Please transcribe the data that follows without the pictures, keeping every word the same.

── Dataset ──

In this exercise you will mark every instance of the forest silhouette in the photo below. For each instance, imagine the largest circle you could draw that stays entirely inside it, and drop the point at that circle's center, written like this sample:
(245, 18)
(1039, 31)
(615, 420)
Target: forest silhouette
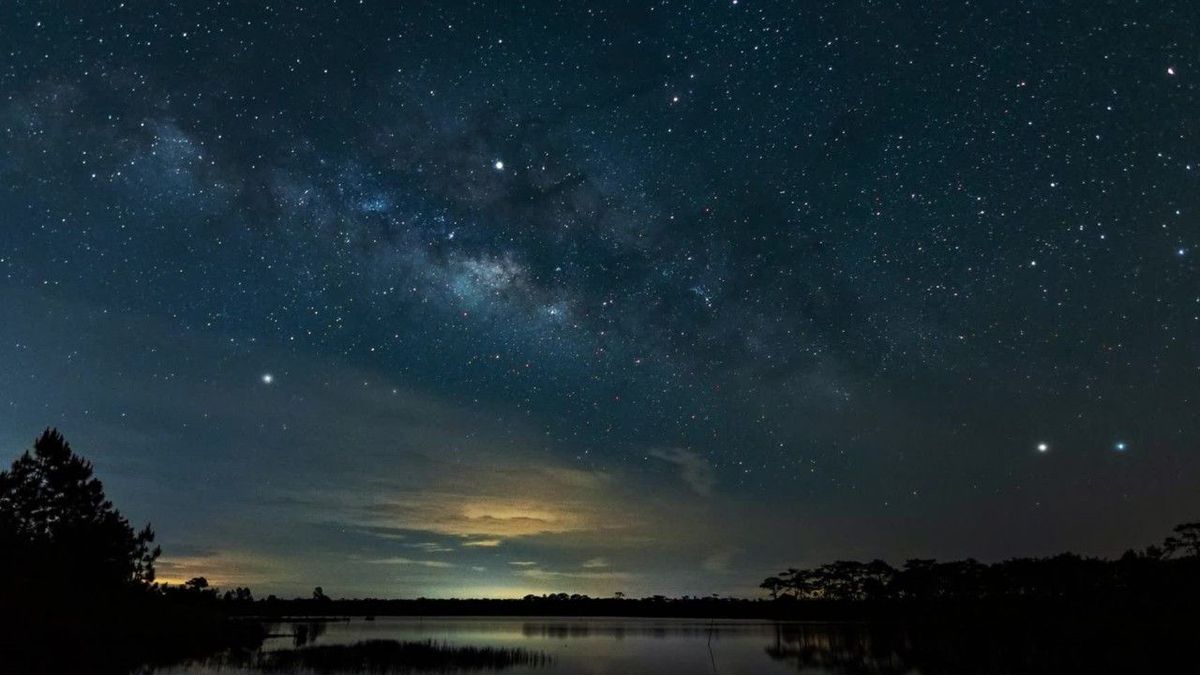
(78, 580)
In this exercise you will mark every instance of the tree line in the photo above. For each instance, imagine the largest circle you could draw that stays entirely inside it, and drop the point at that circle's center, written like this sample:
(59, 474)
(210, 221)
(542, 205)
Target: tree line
(1170, 568)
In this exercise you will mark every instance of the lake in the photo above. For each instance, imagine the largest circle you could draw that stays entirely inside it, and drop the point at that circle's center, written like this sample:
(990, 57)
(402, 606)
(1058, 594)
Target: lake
(633, 646)
(663, 646)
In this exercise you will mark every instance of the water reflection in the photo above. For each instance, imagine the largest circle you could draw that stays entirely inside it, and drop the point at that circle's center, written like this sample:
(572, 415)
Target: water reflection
(655, 646)
(839, 649)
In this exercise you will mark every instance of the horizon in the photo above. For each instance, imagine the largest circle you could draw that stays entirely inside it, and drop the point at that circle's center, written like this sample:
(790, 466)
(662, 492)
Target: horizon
(450, 300)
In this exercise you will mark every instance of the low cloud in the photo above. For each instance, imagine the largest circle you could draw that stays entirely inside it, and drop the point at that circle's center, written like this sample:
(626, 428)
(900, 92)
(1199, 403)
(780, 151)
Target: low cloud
(438, 563)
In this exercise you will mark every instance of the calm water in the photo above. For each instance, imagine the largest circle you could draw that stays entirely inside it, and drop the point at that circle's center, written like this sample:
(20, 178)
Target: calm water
(633, 646)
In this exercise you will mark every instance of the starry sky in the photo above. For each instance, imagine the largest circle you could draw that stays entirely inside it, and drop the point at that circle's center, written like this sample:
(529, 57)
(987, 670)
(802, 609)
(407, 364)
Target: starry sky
(492, 298)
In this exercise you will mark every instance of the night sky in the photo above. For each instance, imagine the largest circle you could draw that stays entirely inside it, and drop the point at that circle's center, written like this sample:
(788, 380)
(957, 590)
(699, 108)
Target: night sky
(490, 298)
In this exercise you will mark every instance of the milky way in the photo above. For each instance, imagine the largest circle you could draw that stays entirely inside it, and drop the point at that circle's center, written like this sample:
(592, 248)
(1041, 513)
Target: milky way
(481, 298)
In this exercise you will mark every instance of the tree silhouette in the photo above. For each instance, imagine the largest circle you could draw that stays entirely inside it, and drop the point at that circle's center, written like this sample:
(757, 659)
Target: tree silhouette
(57, 526)
(1186, 539)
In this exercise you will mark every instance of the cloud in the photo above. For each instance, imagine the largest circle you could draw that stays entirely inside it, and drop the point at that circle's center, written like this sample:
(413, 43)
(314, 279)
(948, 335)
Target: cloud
(547, 574)
(695, 470)
(438, 563)
(431, 547)
(719, 561)
(484, 543)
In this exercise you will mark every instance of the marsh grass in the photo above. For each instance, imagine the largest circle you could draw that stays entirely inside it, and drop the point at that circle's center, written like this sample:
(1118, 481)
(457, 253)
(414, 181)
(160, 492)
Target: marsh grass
(394, 656)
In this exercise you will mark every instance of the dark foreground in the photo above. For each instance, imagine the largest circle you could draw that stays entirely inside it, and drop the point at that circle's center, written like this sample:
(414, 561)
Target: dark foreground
(1053, 641)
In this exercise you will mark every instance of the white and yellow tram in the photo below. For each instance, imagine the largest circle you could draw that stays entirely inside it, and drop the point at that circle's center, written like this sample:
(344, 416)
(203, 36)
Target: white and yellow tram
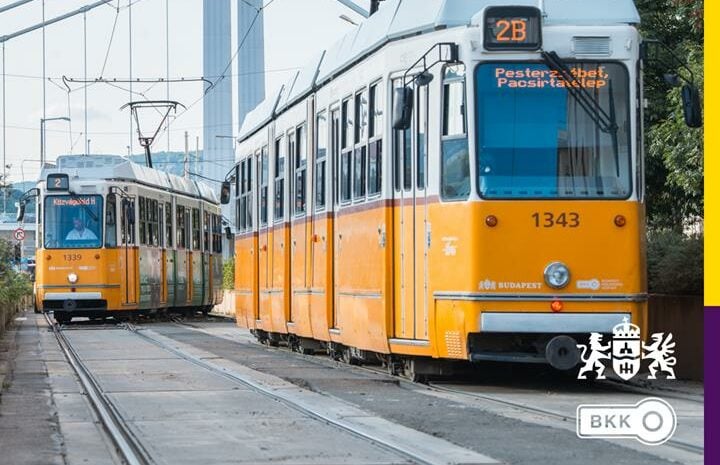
(116, 238)
(454, 179)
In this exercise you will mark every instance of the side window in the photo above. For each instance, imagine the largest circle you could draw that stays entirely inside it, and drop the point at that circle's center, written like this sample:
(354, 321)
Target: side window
(244, 201)
(422, 136)
(143, 221)
(263, 168)
(206, 231)
(300, 170)
(402, 156)
(375, 146)
(360, 153)
(321, 160)
(111, 221)
(455, 158)
(168, 226)
(346, 152)
(279, 179)
(154, 221)
(195, 229)
(180, 227)
(128, 222)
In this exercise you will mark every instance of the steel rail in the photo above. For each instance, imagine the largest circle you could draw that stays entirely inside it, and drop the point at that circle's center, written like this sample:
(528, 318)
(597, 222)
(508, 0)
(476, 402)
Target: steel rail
(610, 386)
(339, 424)
(549, 413)
(130, 449)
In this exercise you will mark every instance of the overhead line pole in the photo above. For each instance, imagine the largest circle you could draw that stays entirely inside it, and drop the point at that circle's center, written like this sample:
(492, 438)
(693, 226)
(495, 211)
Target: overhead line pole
(14, 5)
(356, 8)
(57, 19)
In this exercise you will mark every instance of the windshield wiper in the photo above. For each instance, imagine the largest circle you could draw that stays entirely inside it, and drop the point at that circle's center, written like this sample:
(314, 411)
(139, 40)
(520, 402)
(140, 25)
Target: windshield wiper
(606, 122)
(87, 209)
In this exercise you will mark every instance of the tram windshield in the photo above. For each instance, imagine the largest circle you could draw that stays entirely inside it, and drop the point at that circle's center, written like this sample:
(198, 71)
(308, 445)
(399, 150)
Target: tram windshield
(537, 140)
(73, 222)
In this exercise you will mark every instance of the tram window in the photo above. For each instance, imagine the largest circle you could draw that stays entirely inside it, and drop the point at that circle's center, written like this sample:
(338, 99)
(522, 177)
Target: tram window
(406, 138)
(168, 226)
(359, 172)
(320, 160)
(279, 180)
(206, 231)
(422, 136)
(111, 221)
(180, 227)
(143, 221)
(361, 116)
(154, 223)
(346, 125)
(455, 165)
(562, 150)
(375, 168)
(345, 172)
(196, 229)
(375, 112)
(128, 222)
(300, 170)
(375, 146)
(263, 186)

───

| Result for this task |
In this exercise you will mark every instance of the forest silhouette in the photo below. For each instance, imagine the largest circle you could draw that stays entirely inside it, and drop the point at that circle's center, written like this sample:
(245, 18)
(1039, 31)
(615, 420)
Target: forest silhouette
(78, 580)
In this exercise you will mark every instance of the tree line in the photo above. For each instance, imagine the largest circle you could draw that stays entirely inside it, and drop the point at that circle's center, written like this sample:
(59, 474)
(210, 221)
(542, 205)
Target: tree line
(1170, 568)
In this exercise you will mark every instance of the lake in the photo above. For each instance, imagine the largest circle you could draw that stays entirely inside it, and drop the point at that circle's center, written like this sample:
(990, 57)
(402, 606)
(1058, 594)
Target: lake
(633, 646)
(663, 646)
In this exercise you will mark every instance of the water reflection in the photo above. For each instance, imagine the largest circle you could draw that stays entirely inside it, and drop the point at that circle's center, written like this sample:
(572, 415)
Target: water reflection
(655, 646)
(839, 649)
In this exercise you will mark every instance of the horizon in the photo above. For each instance, imagine the largest circle you could draw that stays entirely inside it, and drop the point at that circle's center, written like this sample:
(790, 466)
(662, 492)
Target: horizon
(450, 300)
In this exercise you will mark every instance of the low cloud in the photo above. For each instance, imagine the largest circle you could draw that stays entirely inside it, and drop the point at that circle's center, written like this sample:
(626, 428)
(900, 92)
(1199, 403)
(780, 151)
Target: low cloud
(438, 563)
In this exercise you will mark every instance of the calm water in the photo above. For each instance, imagine the largest circle you could draw that stays entirely inside it, and drop the point at that circle's center, written like this sample:
(20, 178)
Target: calm water
(633, 646)
In this exercise you will mark every instance of the starry sky in the photo above. For each instance, imagine the largest circle you could draw that stays entirely inside it, and drop the point at that circle's center, written like this sample:
(529, 57)
(987, 670)
(802, 609)
(407, 364)
Target: starry sky
(492, 298)
In this exercise you will mark every instance of the night sky in the photo above. For each instance, imagine the largest circle you could draw that stays entirely inside it, and drop the point at that circle's center, written like this sample:
(788, 380)
(957, 590)
(699, 108)
Target: night sky
(490, 298)
In this exercise you will mark every instance of the milky way in the photo above. For each instance, imagine the largest circle you could draw that stays entirely inside it, and drop the point at that circle's center, written like this sample:
(592, 248)
(1041, 513)
Target: milky way
(481, 298)
In this exercise you will mark every instance of the tree silhouette in the photo above. For each instance, imagine the largest circle you could draw that stays entirely inside it, and drop the point at that circle's center, written like this sample:
(757, 659)
Target: tree silhouette
(57, 526)
(1186, 539)
In this exercise you will mark every instance of the cloud in the photo above. For each instance, imagine the largest circle you could draw that stays entirely inside it, and drop the point at that circle's center, written like this sample:
(413, 43)
(314, 279)
(948, 335)
Target: cloud
(547, 574)
(695, 470)
(438, 563)
(431, 547)
(719, 561)
(484, 543)
In this exercise you will mark every instance of the marsh grass in the photo above. For each instance, imagine the largest circle you could draw that stays entirely inside it, and drop the point at that circle's center, written like this sample:
(1118, 481)
(457, 253)
(414, 181)
(160, 492)
Target: marsh grass
(394, 656)
In this exercise you will mark every instance of the dark foreground in the photo above. For each instance, imagine the largest circle you could draw that stays entirely inside it, and drop the point at that circle's center, written like this sample:
(414, 561)
Target: dark foreground
(1053, 641)
In this exercise you will mark every instance of the white and yellow tram in the photo below. For each instance, imagine the largest circle you could draw that stays entirely inside it, and drop the point at that circle's center, written like this sample:
(344, 416)
(203, 36)
Target: white and yellow tram
(116, 238)
(454, 179)
In this exercise you will mark every instance of the side window in the photo above. For each instance, imagine the largest circle you could draw that stays entirely inside it, and drop the point at that circle's center, written like this sample:
(354, 321)
Target: side window
(244, 201)
(422, 136)
(143, 221)
(263, 168)
(206, 231)
(300, 170)
(402, 156)
(375, 146)
(360, 153)
(321, 160)
(111, 221)
(455, 158)
(168, 226)
(346, 152)
(279, 179)
(154, 221)
(195, 229)
(180, 227)
(128, 222)
In this exercise you will mark every instance of the steel rail in the photo above. For each instance, imagine the largest circle you could draw that stays entirely inside it, and drop the point at that circle's center, written like this sample:
(528, 318)
(597, 222)
(508, 0)
(476, 402)
Target: steel rail
(610, 386)
(339, 424)
(549, 413)
(130, 449)
In this exercise you will mark every instance of the overhead line pole in the photo above. For each instance, imagine the largest circle you could draw that stays entirely inside it, and drop the point at that circle's center, written like this sample:
(492, 438)
(693, 226)
(495, 211)
Target: overhead line pole
(14, 5)
(356, 8)
(57, 19)
In this exercise you will mark every instance of the windshield wiper in the photo above. For each instance, imagine the largest circle you could draw that stays entirely inside it, and drop the point at that circle's center, written like this sample:
(314, 411)
(139, 40)
(520, 402)
(140, 25)
Target: windshield wiper
(606, 122)
(87, 209)
In this exercise you will mark every instance of the tram windshield in the photo above. For each instance, imagine the largest circle you could draw that stays entirely inside it, and drop the point at that circle's center, written like this sample:
(198, 71)
(308, 445)
(399, 150)
Target: tram windshield
(537, 140)
(73, 222)
In this exercise you will mark every instance of the tram window in the photo above. For each instance, imagine the largest circle you could draw that stays entirely inside it, and drop the point at that circle's center, written like this sample:
(338, 99)
(522, 177)
Target: tram window
(406, 138)
(168, 226)
(359, 172)
(320, 160)
(279, 180)
(206, 231)
(422, 136)
(111, 221)
(180, 227)
(143, 221)
(361, 116)
(154, 223)
(346, 125)
(455, 165)
(562, 150)
(375, 168)
(345, 172)
(196, 229)
(375, 112)
(128, 222)
(300, 170)
(375, 146)
(263, 186)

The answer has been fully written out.